— Begin —

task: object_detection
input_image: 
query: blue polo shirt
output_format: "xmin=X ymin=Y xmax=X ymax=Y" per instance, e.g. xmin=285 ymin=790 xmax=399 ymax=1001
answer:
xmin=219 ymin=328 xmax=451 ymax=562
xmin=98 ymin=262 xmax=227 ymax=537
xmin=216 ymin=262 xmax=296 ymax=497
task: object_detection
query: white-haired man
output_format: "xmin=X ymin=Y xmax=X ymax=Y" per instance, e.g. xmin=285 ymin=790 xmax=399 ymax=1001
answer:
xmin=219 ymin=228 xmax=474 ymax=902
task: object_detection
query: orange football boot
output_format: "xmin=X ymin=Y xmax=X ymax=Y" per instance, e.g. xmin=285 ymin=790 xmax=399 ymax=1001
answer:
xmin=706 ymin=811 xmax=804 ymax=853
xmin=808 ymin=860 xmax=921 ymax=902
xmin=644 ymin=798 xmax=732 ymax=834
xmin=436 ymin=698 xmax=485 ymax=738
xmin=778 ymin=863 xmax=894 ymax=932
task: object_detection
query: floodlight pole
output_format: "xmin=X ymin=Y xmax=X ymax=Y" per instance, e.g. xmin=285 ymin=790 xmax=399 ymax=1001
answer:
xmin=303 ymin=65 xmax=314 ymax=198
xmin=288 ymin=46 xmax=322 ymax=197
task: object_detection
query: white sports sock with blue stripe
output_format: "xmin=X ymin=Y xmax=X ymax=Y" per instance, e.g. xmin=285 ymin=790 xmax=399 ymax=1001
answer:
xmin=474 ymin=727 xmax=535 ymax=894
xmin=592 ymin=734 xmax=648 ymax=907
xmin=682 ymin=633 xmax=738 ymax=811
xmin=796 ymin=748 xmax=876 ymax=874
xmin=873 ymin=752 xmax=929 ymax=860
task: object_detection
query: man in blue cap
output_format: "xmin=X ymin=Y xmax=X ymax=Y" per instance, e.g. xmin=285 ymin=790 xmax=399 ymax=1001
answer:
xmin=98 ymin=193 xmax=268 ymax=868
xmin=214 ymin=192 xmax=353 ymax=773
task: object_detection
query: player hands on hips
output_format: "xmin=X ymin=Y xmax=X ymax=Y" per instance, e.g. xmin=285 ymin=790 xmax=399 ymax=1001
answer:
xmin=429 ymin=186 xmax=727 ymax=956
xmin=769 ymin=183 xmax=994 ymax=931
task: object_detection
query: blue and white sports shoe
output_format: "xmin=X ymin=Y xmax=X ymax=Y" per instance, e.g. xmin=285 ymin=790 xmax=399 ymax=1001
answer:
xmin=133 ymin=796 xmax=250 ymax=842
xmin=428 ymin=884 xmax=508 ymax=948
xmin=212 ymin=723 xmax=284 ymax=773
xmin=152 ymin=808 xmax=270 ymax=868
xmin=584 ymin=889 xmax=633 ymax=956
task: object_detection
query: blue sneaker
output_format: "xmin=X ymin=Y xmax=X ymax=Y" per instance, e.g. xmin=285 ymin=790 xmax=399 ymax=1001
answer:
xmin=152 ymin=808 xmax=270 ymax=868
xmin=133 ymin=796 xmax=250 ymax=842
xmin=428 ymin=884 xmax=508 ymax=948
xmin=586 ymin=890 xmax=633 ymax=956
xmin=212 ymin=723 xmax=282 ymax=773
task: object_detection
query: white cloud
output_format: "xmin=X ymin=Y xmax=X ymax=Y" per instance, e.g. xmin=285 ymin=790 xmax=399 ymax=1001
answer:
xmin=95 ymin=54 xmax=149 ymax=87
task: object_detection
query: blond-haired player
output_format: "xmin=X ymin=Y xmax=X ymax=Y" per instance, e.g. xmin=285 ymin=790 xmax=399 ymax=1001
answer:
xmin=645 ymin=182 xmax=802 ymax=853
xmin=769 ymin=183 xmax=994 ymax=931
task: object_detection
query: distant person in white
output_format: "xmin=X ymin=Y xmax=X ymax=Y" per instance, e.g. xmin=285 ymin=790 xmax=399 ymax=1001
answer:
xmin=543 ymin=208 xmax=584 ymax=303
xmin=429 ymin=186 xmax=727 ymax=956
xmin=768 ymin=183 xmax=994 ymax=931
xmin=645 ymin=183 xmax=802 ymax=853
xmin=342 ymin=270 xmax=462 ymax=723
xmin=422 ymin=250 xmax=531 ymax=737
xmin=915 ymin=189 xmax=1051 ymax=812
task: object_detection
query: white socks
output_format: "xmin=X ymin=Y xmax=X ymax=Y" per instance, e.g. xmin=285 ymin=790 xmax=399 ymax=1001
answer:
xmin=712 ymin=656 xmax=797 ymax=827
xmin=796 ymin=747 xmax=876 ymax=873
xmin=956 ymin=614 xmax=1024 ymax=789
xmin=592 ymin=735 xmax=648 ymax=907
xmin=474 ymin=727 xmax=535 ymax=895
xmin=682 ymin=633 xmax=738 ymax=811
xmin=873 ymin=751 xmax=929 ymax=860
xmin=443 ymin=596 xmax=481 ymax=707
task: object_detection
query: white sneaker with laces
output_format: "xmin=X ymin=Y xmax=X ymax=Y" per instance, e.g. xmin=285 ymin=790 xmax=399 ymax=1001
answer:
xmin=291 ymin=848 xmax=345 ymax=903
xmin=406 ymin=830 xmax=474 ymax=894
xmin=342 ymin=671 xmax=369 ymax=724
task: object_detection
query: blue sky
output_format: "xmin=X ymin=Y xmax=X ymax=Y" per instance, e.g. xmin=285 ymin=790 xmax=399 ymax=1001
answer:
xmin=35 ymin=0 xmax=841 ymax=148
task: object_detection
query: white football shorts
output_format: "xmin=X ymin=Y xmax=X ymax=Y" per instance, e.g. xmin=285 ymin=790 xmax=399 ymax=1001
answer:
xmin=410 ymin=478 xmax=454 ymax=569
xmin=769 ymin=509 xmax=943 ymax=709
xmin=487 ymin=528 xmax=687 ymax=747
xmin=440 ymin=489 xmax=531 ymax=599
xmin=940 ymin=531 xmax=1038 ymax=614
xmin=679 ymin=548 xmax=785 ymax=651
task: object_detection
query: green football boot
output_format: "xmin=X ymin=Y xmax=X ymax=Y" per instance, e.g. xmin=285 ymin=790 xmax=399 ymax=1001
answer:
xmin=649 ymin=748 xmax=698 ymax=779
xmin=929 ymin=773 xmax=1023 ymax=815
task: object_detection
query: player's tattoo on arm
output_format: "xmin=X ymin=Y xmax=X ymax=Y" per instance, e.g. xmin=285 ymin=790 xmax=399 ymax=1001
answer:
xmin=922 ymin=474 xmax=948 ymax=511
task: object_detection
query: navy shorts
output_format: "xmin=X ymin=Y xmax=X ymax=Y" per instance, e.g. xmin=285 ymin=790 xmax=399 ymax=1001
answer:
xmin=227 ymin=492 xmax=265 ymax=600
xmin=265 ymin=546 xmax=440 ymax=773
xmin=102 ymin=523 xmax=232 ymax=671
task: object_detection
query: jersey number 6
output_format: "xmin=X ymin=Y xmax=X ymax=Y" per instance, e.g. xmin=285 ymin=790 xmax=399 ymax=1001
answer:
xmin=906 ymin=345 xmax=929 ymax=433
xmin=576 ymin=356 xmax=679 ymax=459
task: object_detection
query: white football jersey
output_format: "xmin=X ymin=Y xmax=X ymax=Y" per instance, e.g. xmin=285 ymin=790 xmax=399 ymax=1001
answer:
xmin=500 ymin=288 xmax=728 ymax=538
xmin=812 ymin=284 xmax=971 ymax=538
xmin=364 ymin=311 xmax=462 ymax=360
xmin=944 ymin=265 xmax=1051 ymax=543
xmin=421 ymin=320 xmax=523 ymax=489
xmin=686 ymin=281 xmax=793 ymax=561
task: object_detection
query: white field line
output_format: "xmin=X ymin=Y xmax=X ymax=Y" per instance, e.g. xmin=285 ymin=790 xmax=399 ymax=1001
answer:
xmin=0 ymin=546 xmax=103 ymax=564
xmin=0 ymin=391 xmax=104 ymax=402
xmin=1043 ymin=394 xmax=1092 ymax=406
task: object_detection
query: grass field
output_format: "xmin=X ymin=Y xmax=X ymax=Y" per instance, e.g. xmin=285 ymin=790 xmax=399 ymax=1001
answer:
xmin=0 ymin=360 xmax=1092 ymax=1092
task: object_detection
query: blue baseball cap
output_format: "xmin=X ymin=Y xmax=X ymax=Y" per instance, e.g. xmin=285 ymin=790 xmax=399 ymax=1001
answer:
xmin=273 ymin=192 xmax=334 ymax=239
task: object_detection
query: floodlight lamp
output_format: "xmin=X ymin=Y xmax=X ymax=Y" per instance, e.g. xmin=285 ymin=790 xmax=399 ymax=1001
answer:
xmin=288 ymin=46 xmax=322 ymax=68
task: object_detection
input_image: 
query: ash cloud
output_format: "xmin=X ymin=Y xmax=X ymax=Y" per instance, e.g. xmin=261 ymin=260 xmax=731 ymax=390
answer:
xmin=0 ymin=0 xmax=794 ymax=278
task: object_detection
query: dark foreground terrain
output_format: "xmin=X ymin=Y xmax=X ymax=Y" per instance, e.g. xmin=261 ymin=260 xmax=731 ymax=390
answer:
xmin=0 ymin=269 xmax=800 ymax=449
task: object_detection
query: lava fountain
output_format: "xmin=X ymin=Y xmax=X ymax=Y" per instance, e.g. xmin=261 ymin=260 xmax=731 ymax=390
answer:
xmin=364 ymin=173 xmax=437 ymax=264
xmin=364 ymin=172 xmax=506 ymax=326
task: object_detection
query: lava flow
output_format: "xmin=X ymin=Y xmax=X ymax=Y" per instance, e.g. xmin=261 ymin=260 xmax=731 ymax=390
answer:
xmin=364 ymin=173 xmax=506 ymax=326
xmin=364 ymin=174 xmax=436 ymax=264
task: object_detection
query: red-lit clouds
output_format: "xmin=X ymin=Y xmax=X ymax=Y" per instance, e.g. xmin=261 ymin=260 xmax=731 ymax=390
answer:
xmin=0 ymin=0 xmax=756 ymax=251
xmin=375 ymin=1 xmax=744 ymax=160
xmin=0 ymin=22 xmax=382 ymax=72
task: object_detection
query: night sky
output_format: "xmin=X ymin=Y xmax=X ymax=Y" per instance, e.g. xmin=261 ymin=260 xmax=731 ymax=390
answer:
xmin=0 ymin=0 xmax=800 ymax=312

— End —

Work to complete
Report every line in the listing above that contains the string "field". Case counts.

Right answer
query: white field line
query: grass field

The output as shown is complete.